### What you have to do
Every record must be repeated exactly; omit any pictures they contain.

==================================================

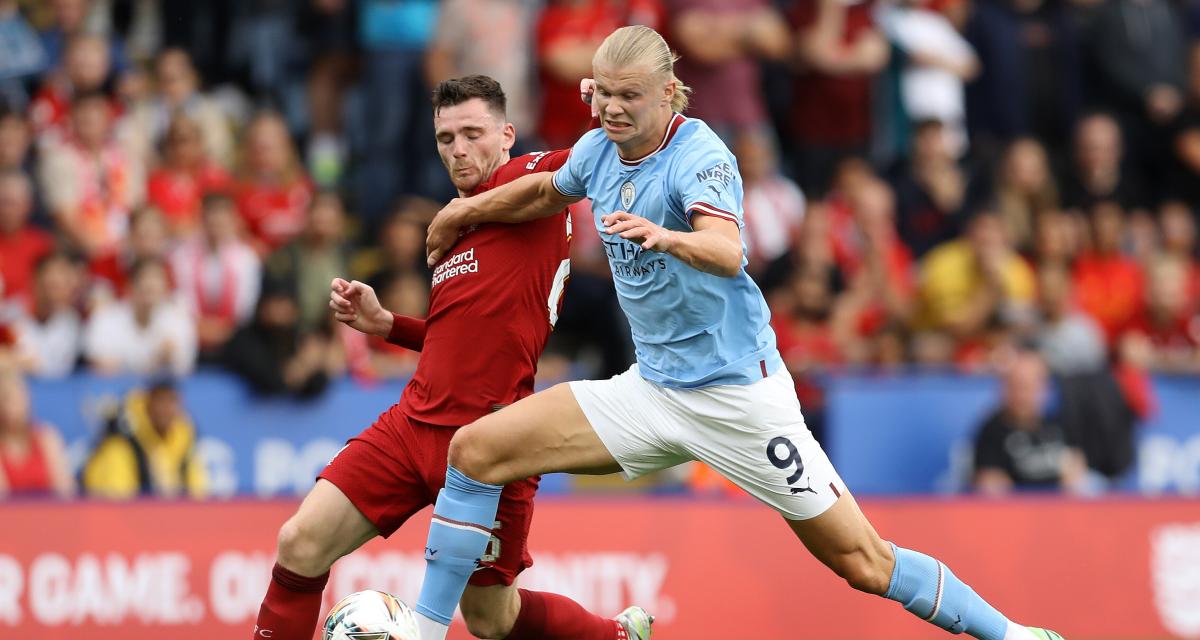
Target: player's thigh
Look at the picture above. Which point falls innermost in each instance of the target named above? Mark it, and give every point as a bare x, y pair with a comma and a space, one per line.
755, 436
544, 432
325, 527
490, 611
844, 539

==================================================

### Result for this task
Target: player's thigh
Look at the picture above. Which point falls innermost in each instance of the target named above? Mark it, and give every point as a bare x, y pair with a comma and a space, one per line.
755, 436
544, 432
325, 527
490, 611
844, 539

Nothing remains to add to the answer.